SELECTED EXTRACT.
* BEGIN *

This past weekend, The Baltimore Sun's Sunday edition featured an article by Erik Maza on the city's latest up-and-coming bands, including Lower Dens, Future Islands, Lands & Peoples and Weekends (with a brief nod to J. Roddy Walston and the Business). First, nice job: that's a lot of local talent that deserves all the good reviews that come their way. Now, I won't talk about how much of a toolbag I think Erik Maza is (I've already done that). I won't talk about all the glaring errors (I know there've been a lot of layoffs, but Jesus Christ—"...referring to a couple of olderof other experimental bands" [sic]—take five minutes to look over your work). And I won't talk about all the fuck-ups that anyone who's been in Baltimore for more than six months (or was even half concerned about the quality of their writing) wouldn't make—I don't know anyone who would say The Depot is a "Charles Village hangout"; it's Brian Goldstein not Brian Silverstein; and no one has ever driven from Baltimore to NYC in two hours. Philly, probably, if you're lucky; fuck, I've sat in traffic just trying to get over the GW Bridge into NYC for more than two hours.
Of course this article could (and should) have been written a year ago, but that's not exactly Maza's fault. The Sun's music coverage is just all-around shitty anyway, and I'll refer you to the comments on Sam Sessa's review of the 2010 Baltimore Bass Connection Xmas show for reasons why, because commenter "Harvey Duncan" really nails it.

* END *

EXTRACTED DATA.
* BEGIN *

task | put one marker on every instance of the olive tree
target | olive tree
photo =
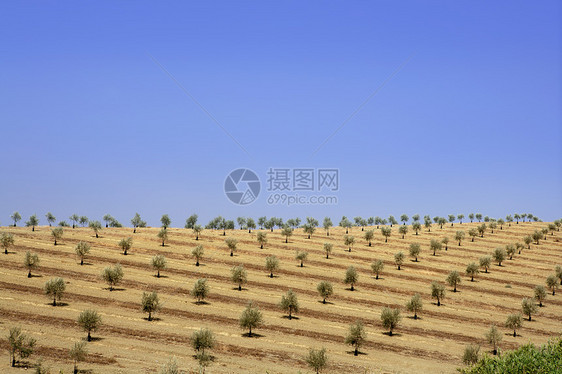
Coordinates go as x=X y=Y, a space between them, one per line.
x=349 y=240
x=399 y=258
x=15 y=217
x=6 y=241
x=239 y=276
x=301 y=256
x=437 y=292
x=552 y=283
x=198 y=253
x=271 y=264
x=356 y=336
x=262 y=238
x=55 y=288
x=82 y=249
x=453 y=279
x=528 y=307
x=89 y=320
x=77 y=354
x=197 y=229
x=369 y=235
x=33 y=221
x=57 y=233
x=377 y=267
x=289 y=303
x=50 y=218
x=20 y=344
x=251 y=318
x=200 y=290
x=485 y=262
x=317 y=359
x=351 y=277
x=390 y=319
x=415 y=249
x=325 y=289
x=494 y=337
x=158 y=263
x=415 y=305
x=126 y=244
x=459 y=236
x=472 y=270
x=540 y=294
x=150 y=303
x=112 y=275
x=386 y=232
x=435 y=245
x=31 y=261
x=514 y=322
x=163 y=236
x=96 y=226
x=472 y=233
x=328 y=247
x=499 y=255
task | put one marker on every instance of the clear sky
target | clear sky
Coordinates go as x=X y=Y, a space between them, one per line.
x=465 y=116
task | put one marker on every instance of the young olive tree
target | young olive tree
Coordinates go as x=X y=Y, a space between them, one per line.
x=251 y=318
x=356 y=336
x=89 y=320
x=325 y=289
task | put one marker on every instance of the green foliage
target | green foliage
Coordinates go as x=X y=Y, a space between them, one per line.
x=150 y=303
x=6 y=241
x=200 y=290
x=415 y=305
x=158 y=263
x=351 y=277
x=271 y=264
x=82 y=249
x=356 y=336
x=399 y=258
x=289 y=303
x=527 y=359
x=20 y=344
x=31 y=261
x=57 y=233
x=89 y=320
x=251 y=318
x=377 y=267
x=126 y=245
x=239 y=276
x=453 y=279
x=198 y=253
x=112 y=275
x=55 y=288
x=317 y=359
x=325 y=289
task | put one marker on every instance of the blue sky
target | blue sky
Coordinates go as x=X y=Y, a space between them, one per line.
x=91 y=124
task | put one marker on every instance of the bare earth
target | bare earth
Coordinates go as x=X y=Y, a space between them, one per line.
x=128 y=343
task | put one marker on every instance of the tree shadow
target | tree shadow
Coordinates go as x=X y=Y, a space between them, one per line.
x=292 y=317
x=359 y=353
x=387 y=333
x=202 y=302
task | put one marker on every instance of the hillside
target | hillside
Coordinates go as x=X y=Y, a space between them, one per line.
x=128 y=343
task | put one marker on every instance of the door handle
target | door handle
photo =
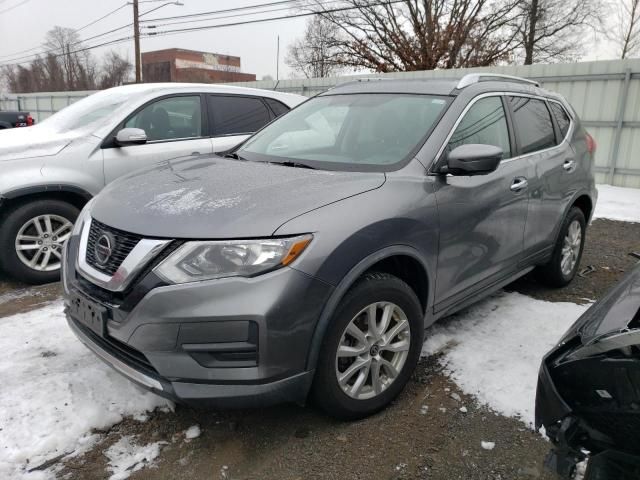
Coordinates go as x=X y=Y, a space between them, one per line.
x=519 y=184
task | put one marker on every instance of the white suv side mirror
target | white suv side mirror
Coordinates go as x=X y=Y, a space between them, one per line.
x=131 y=136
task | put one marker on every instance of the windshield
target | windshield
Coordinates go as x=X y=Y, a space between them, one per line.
x=351 y=132
x=87 y=111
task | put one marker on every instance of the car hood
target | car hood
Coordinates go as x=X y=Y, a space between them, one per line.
x=214 y=197
x=618 y=311
x=33 y=142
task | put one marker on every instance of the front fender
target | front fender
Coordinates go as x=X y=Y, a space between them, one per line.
x=347 y=282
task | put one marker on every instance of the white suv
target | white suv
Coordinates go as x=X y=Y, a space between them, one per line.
x=51 y=170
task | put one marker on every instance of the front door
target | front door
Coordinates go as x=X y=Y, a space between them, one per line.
x=482 y=218
x=174 y=129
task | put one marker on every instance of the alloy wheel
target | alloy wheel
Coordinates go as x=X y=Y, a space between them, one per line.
x=40 y=240
x=571 y=248
x=373 y=350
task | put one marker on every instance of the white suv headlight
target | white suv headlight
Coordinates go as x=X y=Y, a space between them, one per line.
x=206 y=260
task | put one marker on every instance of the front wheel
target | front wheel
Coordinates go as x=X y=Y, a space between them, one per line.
x=371 y=348
x=31 y=239
x=565 y=260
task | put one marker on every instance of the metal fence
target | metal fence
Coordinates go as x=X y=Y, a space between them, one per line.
x=606 y=95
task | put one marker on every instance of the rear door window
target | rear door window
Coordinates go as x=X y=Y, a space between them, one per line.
x=486 y=123
x=562 y=118
x=533 y=125
x=236 y=115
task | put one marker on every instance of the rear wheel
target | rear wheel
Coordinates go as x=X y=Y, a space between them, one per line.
x=32 y=237
x=371 y=348
x=565 y=260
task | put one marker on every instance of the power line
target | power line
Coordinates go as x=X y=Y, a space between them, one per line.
x=247 y=14
x=39 y=47
x=272 y=19
x=14 y=6
x=213 y=12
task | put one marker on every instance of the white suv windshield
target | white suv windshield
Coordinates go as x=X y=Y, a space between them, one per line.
x=87 y=111
x=348 y=131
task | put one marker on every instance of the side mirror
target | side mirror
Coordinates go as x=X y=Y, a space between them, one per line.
x=473 y=159
x=131 y=136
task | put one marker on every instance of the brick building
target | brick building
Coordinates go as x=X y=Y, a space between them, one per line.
x=180 y=65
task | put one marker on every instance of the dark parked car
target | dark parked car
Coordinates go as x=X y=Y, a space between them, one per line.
x=312 y=258
x=589 y=388
x=9 y=119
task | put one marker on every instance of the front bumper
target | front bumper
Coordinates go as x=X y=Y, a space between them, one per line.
x=234 y=342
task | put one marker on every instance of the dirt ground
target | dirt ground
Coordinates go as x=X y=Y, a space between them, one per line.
x=423 y=435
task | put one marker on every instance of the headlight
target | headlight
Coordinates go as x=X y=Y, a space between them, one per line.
x=83 y=217
x=195 y=261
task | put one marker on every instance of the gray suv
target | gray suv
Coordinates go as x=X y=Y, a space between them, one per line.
x=49 y=171
x=310 y=260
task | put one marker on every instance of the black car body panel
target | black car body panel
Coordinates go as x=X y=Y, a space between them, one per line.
x=588 y=396
x=12 y=119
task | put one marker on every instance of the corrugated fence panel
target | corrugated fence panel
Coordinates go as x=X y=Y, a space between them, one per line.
x=605 y=94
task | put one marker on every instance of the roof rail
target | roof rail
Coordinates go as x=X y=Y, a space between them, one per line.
x=472 y=78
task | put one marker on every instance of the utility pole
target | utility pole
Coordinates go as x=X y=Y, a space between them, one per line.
x=136 y=41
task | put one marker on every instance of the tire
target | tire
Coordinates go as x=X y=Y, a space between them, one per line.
x=22 y=219
x=388 y=292
x=553 y=273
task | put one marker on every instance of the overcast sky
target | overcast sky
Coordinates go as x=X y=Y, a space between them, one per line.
x=24 y=27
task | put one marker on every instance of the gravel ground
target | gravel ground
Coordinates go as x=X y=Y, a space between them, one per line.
x=423 y=435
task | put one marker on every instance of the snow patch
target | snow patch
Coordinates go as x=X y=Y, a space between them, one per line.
x=493 y=349
x=192 y=432
x=618 y=203
x=182 y=201
x=50 y=403
x=126 y=457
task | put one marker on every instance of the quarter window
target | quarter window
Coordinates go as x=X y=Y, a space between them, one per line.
x=532 y=123
x=169 y=118
x=235 y=115
x=561 y=118
x=484 y=123
x=277 y=107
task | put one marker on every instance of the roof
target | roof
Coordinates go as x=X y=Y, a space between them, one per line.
x=440 y=86
x=289 y=98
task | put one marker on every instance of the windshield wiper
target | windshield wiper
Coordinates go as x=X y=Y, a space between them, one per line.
x=234 y=155
x=293 y=164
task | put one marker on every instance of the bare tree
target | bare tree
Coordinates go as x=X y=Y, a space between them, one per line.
x=78 y=64
x=623 y=29
x=317 y=53
x=550 y=30
x=388 y=35
x=115 y=70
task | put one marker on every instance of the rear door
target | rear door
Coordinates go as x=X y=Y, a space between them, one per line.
x=235 y=117
x=175 y=127
x=541 y=141
x=482 y=217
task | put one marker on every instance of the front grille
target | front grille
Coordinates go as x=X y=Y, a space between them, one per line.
x=124 y=243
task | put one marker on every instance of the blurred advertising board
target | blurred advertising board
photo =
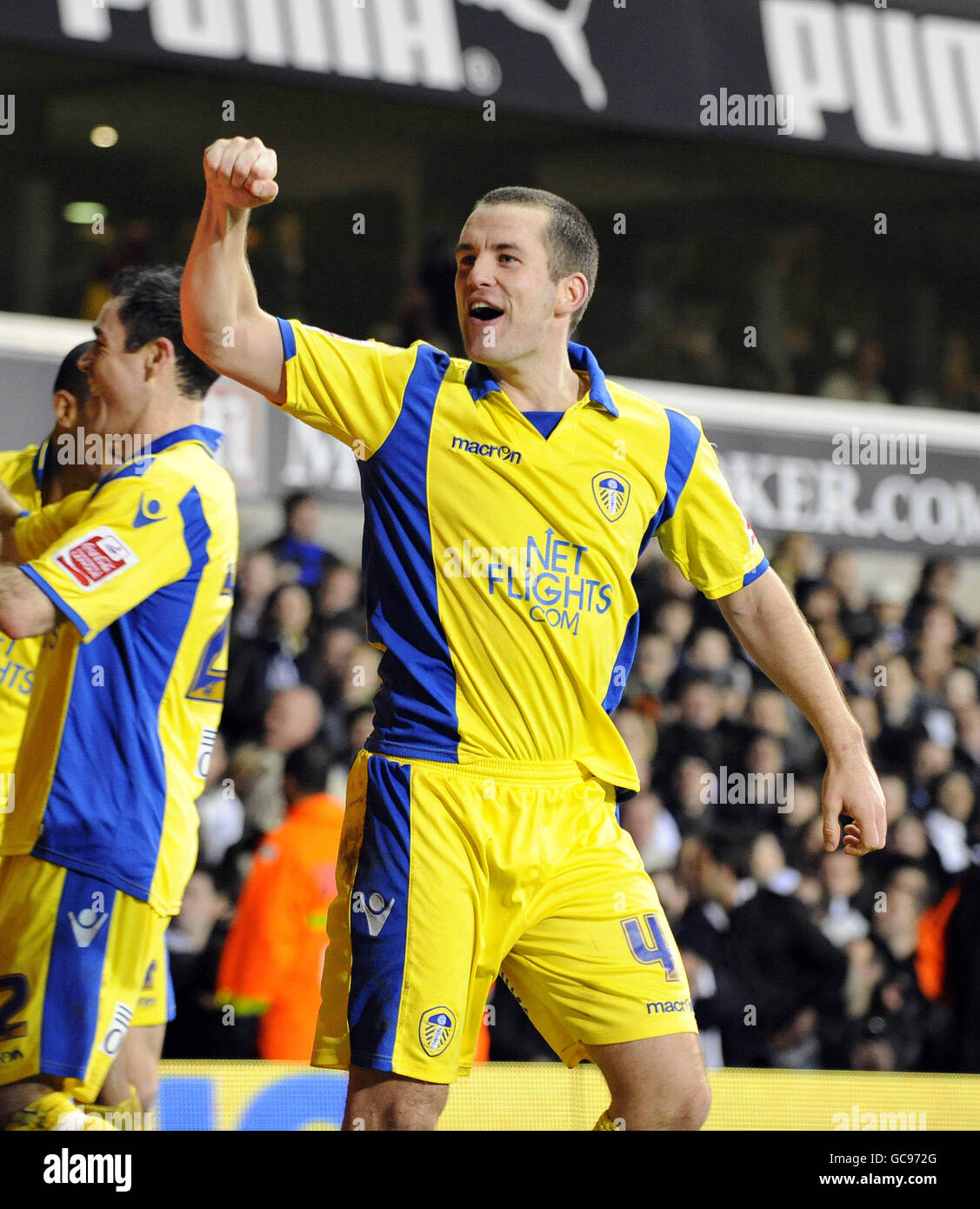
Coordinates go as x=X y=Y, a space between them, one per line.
x=896 y=80
x=204 y=1096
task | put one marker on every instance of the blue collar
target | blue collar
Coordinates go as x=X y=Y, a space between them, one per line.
x=39 y=465
x=210 y=438
x=481 y=382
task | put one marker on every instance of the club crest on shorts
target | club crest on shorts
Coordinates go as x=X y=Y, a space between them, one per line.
x=437 y=1030
x=611 y=493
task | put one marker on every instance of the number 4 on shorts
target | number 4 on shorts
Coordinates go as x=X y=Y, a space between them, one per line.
x=648 y=945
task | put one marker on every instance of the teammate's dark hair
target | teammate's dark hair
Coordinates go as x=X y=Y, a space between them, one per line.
x=570 y=241
x=309 y=766
x=69 y=377
x=151 y=309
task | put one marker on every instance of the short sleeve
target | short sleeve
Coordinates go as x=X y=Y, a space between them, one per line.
x=124 y=545
x=352 y=390
x=703 y=530
x=37 y=531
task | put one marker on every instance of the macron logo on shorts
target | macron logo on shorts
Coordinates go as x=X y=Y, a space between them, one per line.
x=96 y=558
x=86 y=927
x=375 y=911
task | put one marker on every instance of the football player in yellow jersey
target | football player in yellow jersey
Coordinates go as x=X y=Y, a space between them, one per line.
x=508 y=497
x=37 y=477
x=130 y=585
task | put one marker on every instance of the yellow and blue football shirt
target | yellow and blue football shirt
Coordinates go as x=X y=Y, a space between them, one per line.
x=128 y=694
x=497 y=561
x=21 y=473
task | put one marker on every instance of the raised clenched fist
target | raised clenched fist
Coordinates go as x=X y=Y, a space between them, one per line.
x=241 y=172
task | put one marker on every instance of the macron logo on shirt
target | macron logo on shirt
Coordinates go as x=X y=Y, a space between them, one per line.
x=96 y=558
x=501 y=451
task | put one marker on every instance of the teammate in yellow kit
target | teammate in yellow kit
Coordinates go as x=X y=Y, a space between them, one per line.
x=130 y=585
x=508 y=497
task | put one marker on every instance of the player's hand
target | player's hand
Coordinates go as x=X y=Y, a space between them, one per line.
x=851 y=787
x=241 y=173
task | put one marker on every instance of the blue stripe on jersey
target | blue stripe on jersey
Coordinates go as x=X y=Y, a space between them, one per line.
x=70 y=1012
x=625 y=658
x=289 y=338
x=56 y=600
x=684 y=440
x=109 y=791
x=415 y=710
x=377 y=963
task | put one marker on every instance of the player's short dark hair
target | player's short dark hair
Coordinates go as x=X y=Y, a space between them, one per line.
x=150 y=310
x=309 y=766
x=570 y=239
x=69 y=377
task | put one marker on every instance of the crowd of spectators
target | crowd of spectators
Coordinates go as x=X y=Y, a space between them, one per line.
x=797 y=957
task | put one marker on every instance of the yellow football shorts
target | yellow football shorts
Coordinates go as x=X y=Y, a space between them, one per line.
x=74 y=954
x=451 y=873
x=156 y=998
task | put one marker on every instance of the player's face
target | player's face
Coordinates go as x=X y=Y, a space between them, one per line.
x=504 y=294
x=117 y=378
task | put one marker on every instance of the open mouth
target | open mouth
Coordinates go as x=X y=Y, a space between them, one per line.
x=484 y=313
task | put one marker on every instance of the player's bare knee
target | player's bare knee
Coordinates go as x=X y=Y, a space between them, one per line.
x=148 y=1088
x=692 y=1106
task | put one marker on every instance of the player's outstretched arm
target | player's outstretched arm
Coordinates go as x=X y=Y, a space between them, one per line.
x=765 y=619
x=10 y=511
x=223 y=321
x=24 y=610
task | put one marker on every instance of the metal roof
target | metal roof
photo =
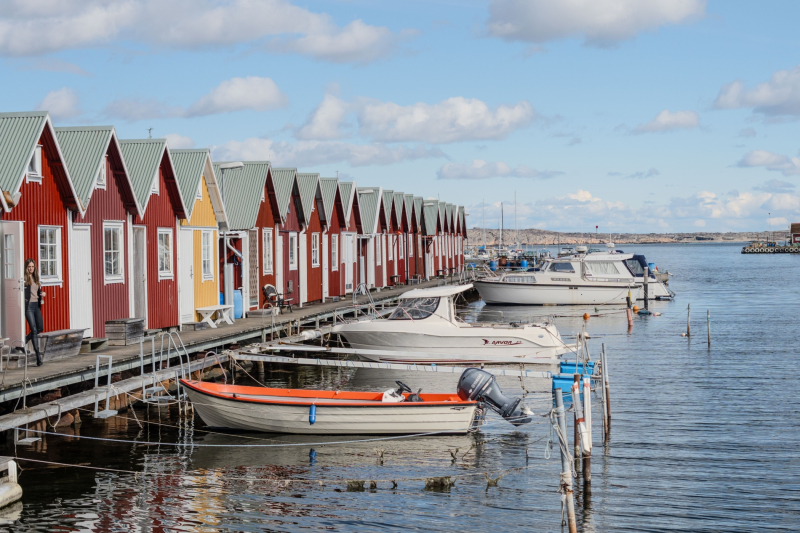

* END *

WORK TO COMPLETE.
Return the part of the post about the Sun's local-band article starting with "Of course this" and going on through "really nails it.", copied word for word. Base your work only on the post about the Sun's local-band article, not on the records.

SOLUTION FOR THIS EXERCISE.
Of course this article could (and should) have been written a year ago, but that's not exactly Maza's fault. The Sun's music coverage is just all-around shitty anyway, and I'll refer you to the comments on Sam Sessa's review of the 2010 Baltimore Bass Connection Xmas show for reasons why, because commenter "Harvey Duncan" really nails it.